### [REQUIRED ACTION 1]
In the commentary on antisemitism, what business was Charles Fleischmann known for?
### [REQUIRED ACTION 2]
Pick up the commentary on antisemitism after its last sentence and keep writing it.

### [PROVIDED TEXT]
--- START ---

Yes, he has been a MAGA guy. Good for him. Even a broken clock is correct twice each day. But his unexpected revelation that he is made of the same soiled fabric as Ilhan Omar, Rashida Tlaib, Louis Farrakhan, and so many other BIPOC Jew-haters proves that we Jews never have a complete moment’s respite in any corridor. There are White extreme-right Jew-haters, Black extreme-left Jew-haters, Jew-haters of all religions, of all skin colors, of all ethnicities. They live in the woodwork and sometimes in broad daylight. Back in the pre-1960s, they kept Jews out of the Ivy League and prominent law firms, denied Jewish doctors hospital privileges, would not rent to Jews, would not hire us, and barred us from their hotels and country clubs. The village of Fleischmanns, New York, was created when Charles Fleischmann, the Jewish yeast mogul, continually was being barred from five-star hotels. So, he decided to buy a city in New York and build his own five-star hotel for himself and relatives. Go yeast, young man.

--- END ---

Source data
--- START ---

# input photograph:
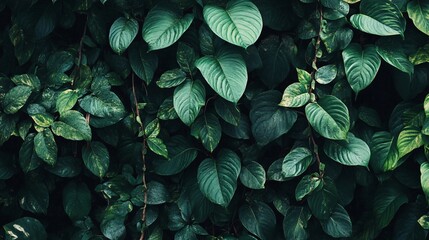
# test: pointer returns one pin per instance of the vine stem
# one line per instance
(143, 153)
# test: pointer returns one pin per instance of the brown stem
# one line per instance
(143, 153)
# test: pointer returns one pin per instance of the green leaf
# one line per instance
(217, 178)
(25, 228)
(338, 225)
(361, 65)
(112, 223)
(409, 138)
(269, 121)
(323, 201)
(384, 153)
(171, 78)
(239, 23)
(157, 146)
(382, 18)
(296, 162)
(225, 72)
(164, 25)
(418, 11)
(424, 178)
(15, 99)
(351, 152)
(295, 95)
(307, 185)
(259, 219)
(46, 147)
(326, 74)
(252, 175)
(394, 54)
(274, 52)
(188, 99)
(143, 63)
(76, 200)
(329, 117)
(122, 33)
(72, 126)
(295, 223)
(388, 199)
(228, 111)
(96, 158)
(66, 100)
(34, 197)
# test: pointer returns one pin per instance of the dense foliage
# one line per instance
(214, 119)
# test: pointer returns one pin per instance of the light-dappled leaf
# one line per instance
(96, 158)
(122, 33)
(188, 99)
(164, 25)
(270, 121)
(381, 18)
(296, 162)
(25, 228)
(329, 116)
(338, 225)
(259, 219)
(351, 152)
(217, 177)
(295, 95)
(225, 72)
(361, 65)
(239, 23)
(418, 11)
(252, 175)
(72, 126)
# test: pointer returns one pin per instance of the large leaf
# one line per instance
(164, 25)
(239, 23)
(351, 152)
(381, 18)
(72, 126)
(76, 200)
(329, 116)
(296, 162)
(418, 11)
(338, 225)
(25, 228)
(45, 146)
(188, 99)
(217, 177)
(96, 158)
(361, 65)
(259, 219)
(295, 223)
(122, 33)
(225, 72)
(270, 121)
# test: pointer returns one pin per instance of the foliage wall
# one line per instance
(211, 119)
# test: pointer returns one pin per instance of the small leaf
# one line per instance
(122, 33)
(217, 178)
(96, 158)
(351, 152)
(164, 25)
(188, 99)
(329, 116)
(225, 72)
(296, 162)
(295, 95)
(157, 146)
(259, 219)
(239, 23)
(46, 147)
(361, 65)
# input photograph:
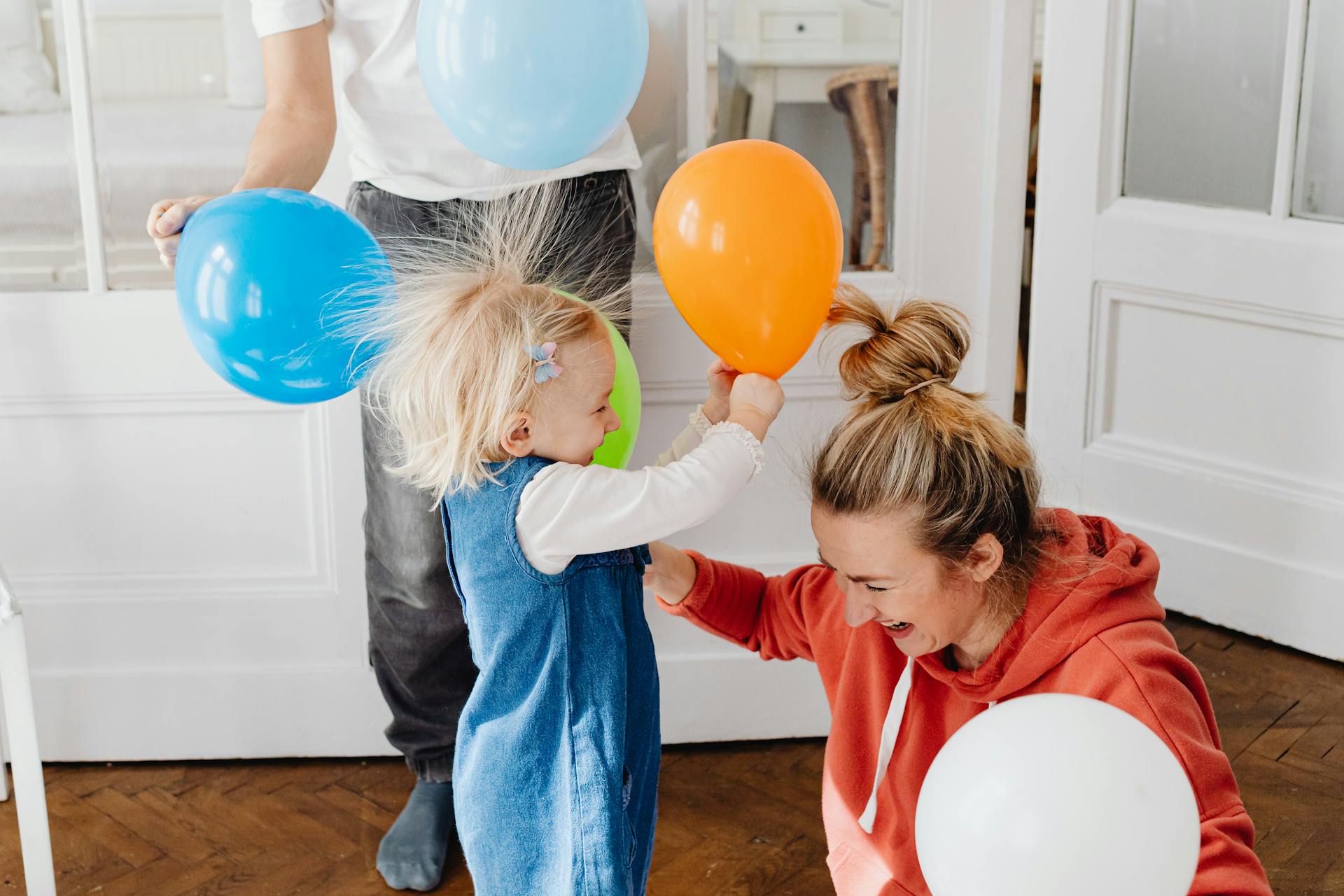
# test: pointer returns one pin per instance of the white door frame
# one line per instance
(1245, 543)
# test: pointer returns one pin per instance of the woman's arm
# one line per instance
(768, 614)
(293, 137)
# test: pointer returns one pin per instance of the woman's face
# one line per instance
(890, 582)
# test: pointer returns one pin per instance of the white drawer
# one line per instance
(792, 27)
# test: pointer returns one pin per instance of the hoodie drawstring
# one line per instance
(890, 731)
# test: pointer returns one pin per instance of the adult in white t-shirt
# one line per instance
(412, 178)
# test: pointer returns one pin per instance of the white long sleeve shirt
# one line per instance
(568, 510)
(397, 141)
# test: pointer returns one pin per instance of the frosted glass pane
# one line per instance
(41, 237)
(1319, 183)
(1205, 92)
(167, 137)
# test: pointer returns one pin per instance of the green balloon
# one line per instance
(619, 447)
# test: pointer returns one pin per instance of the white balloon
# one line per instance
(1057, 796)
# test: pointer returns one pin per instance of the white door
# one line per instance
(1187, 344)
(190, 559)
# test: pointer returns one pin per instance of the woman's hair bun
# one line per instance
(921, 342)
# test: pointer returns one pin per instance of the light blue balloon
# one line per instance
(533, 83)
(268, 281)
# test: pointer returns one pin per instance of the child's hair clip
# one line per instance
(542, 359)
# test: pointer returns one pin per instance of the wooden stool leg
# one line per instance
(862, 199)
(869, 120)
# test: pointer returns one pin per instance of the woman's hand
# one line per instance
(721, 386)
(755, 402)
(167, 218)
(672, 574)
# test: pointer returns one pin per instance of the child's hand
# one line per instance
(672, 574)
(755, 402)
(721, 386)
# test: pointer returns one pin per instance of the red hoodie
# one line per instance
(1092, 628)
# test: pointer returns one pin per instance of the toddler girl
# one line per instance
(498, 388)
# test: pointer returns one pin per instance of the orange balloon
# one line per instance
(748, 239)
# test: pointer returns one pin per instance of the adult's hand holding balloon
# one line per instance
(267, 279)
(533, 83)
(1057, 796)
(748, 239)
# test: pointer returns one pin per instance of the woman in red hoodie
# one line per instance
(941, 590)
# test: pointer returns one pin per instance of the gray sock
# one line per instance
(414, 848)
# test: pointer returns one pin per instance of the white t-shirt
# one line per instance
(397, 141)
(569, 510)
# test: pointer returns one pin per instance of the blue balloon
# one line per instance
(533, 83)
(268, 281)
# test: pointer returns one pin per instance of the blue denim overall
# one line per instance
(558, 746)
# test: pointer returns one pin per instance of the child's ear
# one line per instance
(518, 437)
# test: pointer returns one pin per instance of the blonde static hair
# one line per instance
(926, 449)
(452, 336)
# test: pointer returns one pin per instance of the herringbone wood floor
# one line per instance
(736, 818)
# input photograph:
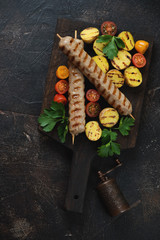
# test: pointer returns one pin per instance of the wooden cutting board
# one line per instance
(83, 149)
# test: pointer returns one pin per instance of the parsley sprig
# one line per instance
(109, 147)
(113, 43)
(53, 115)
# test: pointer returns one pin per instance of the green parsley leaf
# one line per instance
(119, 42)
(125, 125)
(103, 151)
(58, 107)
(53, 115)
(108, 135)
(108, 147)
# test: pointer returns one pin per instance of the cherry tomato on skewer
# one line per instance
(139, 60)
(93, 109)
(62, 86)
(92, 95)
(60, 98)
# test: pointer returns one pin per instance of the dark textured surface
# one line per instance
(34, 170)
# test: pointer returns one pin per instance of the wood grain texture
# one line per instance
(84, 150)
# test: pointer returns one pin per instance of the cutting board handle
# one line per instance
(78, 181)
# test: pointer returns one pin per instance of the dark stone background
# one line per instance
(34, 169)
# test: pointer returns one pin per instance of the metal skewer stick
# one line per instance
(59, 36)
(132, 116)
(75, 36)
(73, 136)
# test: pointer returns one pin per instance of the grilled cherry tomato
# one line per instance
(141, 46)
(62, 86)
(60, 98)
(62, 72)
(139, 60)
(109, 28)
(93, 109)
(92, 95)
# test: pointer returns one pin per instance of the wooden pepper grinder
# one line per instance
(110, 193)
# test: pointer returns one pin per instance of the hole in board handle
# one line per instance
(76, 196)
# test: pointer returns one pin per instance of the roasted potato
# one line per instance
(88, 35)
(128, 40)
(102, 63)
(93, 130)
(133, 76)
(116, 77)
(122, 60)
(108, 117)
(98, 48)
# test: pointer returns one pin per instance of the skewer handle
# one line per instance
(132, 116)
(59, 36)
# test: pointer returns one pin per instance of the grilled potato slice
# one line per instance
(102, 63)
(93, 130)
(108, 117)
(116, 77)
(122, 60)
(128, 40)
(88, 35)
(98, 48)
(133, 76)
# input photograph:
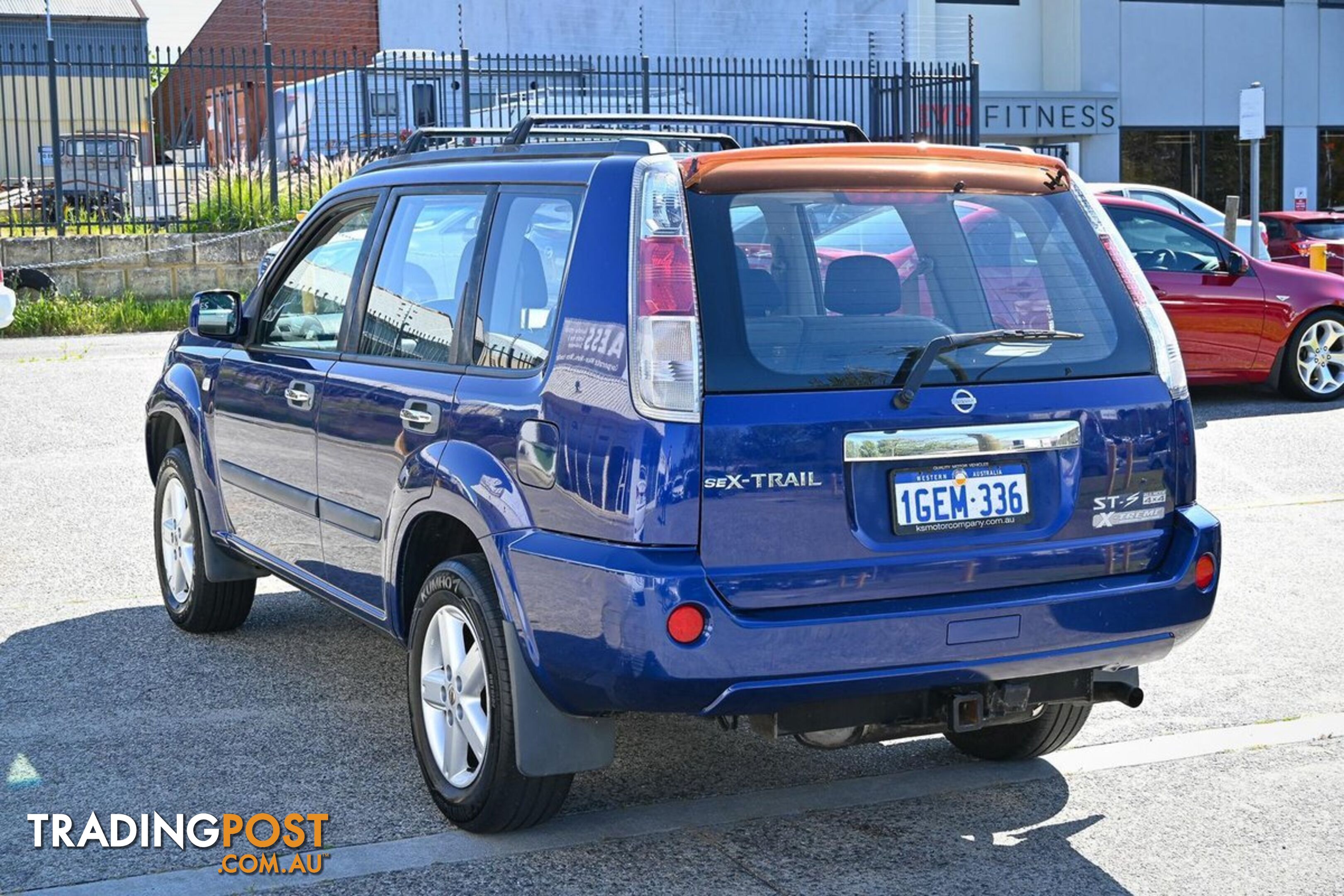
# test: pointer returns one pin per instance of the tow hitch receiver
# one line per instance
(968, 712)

--- END ---

### [EXERCISE ANSWER 1]
He was a Jewish yeast mogul.

### [EXERCISE ANSWER 2]
Our Jewish history teaches us that the best revenge is to live the good and successful life and, even, to find humor in it all. We attempt to counter anti-Semitism by joking about it and succeeding despite it. The government ultimately will not protect us when the chips are down if we do not take the lead in protecting ourselves; that is the synergy of what we have learned from Nazi Germany, Franklin D. Roosevelt, and the State of Israel. Don’t rely on government and don’t rely on handouts. If the Big Law white-shoe firms won’t hire Jews, then we make ourselves indispensable by excelling at some area of law that no one else will touch — say, bankruptcy law. In time, the Big Firms will hire us for that because their corporate clients need experts in the area, but it is too sordid for them to touch directly. Or move to the California desert and create a new industry that no one ever heard of — moving pictures, and later talkies — and, if we build it, they will come. When you find an industry in which Jews proliferate, even Catskills-style stand-up comedy, you will find that the backstory stems from anti-Semitism that forced us into that field. We abandoned agriculture and went into diamonds because, when a medieval European country expelled us from its borders, we could not bring our farms with us but could smuggle out stones. We went into medicine, law, education, international banking and investing, and science because we could take that with us on the way into the next diaspora. Kidneys and hearts work the same everywhere. So do stock exchanges. If one country closed its borders to Jews, the Rothschilds could move their banking operations elsewhere — at laser speed. And, en route, we could pick up a Nobel Prize or two.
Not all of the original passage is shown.